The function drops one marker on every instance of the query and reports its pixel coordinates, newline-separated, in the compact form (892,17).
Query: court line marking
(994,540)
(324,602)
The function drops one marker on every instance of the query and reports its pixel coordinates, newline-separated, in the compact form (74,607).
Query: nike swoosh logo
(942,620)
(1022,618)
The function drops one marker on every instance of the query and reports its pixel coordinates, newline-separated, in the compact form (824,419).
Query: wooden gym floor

◆ ◆ ◆ ◆ ◆ ◆ ◆

# Goal:
Please reproduce all of the entries exactly as they stand.

# Exercise solution:
The function drops one marker on every instance of the query and reports its pixel coordinates, newline-separated, in the compact form (892,17).
Query: court line marking
(994,540)
(324,602)
The function drops one marker on every instance of the query and reports its pixel coordinates, newline-separated, in the compact form (74,607).
Query: nike swoosh logo
(942,620)
(1022,618)
The function drops one marker on every instance of the query and reports its pixel coordinates, newline-separated, in the compact form (824,419).
Query: wooden gym floor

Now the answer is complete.